• [EXTRAIT DU TEXTE]:

____

Floride

Oh, les beaux jours !

Peut-être parce que la question va de plus en plus me concerner et que je ne crains rien davantage que d’être rattrapé au tournant par l’inquiétant Docteur Alzheimer, j’ai pris un certain intérêt à Floride, dont je ne me souviens pas d’avoir entendu parler. Soit dit en passant, cet oubli n’est pas très bon signe pour le sujet qui me préoccupe, n’est-ce pas ? En tout cas toute la relation presque clinique de cette affligeante plongée dans la nuit m’a paru très bien venue et conforme à ce que je sais de la maladie : trous béants dans la mémoire immédiate, confusions multiples, irritabilité sans vraie cause, appréciation absolument injuste des efforts que vos proches font pour vous, refus obstiné d’admettre que les facultés mentales sont en pleine déroute et qu’il n’y aura pas de contre-attaque.

 Tout cela est donc fort bien conçu et présenté par le réalisateur Philippe Le Guay dont Les femmes du 6ème étage m’avaient laissé assez sceptique, mais dont j’avais plutôt apprécié Alceste à bicyclette, l’un et l’autre avec Fabrice Luchini. Et comme c’est le dernier film tourné par Jean Rochefort, qui est mort à peine deux ans plus tard et qui sait comme personne faire luire dans son œil la touche de folie et d’aveuglement qui convient au sujet, je me suis laissé embarquer. Histoire toute simple d’un vieil homme (enfin… pas si vieux que ça : 82 ans), Claude Lherminier, qui fut un grand industriel du papier, est la tête d’une belle fortune, possède une superbe maison sur les hauteurs d’Annecy. Il est veuf depuis des années et vit seul, exaspérant ses gouvernantes successives, dont il fait une grande consommation. Mais chaque jour ou presque, sa fille aînée Carole (Sandrine Kiberlain), qui a repris avec succès les rênes de l’usine, passe le voir. Sa constance est d’autant plus épuisante qu’elle est en train de refaire sa vie avec Thomas (Laurent Lucas), un de ses collaborateurs.

C’est bien instructif, surtout pour qui s’avance en âge : c’est presque un documentaire sur ce qu’on craint de soi-même devenir. Mais, dans un film à vocation commerciale, à terme diffusé à une heure de grande écoute sur une chaîne de télévision notoire (et c’est bien ainsi que j’ai vu le film hier, dimanche, sur France 2 à 21 heures), il faut des éléments romanesques complémentaires qui mettent une touche de sentimentalité captatrice de l’attention du spectateur. Après tout, même Michael Haneke en met un minimum dans son glaçant Amour. Et il me semble que Philippe Le Guay a ajouté non pas une pincée, une touche, mais une grosse louche.

____

• [Entrées enregistrées]:
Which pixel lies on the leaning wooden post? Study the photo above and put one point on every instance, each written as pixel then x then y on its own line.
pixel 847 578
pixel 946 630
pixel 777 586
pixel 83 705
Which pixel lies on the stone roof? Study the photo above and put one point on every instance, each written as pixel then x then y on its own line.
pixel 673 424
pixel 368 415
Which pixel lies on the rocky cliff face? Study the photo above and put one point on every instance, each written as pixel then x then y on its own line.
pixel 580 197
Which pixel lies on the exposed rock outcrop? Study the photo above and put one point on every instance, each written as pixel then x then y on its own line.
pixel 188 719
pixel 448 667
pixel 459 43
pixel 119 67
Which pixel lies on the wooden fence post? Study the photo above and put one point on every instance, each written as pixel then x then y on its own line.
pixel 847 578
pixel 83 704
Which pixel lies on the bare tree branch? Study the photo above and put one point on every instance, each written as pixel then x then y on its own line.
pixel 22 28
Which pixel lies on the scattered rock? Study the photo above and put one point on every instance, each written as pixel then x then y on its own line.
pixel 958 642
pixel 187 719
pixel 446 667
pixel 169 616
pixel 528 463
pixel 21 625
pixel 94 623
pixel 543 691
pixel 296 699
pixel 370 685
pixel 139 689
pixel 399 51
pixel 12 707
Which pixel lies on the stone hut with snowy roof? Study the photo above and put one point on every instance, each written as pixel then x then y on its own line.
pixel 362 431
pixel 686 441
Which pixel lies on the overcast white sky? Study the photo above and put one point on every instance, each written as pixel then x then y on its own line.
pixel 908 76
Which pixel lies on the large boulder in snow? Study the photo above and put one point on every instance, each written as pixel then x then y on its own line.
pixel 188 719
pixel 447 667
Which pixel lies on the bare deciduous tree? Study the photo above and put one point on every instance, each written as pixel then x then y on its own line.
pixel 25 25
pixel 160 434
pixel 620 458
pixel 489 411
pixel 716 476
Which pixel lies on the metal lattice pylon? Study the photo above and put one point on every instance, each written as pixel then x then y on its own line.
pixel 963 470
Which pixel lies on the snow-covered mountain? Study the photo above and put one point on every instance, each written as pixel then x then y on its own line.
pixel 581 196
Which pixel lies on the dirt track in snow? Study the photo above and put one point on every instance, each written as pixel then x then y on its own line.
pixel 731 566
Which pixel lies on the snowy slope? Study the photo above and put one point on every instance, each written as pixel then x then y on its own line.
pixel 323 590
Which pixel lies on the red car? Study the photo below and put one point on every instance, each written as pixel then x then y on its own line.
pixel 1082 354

____

• [TRAVAIL DEMANDÉ]:
Répondez à ces questions sur la critique du film Floride :
1. Quel film de Philippe Le Guay avait laissé l'auteur assez sceptique ?
2. Quel âge a Claude Lherminier ?
3. Sur quelle chaîne et à quelle heure l'auteur a-t-il vu le film ?
On n'a pas besoin du listing ici.

• [RÉPONSE ATTENDUE]:
1. Les femmes du 6ème étage.
2. 82 ans.
3. Sur France 2, à 21 heures.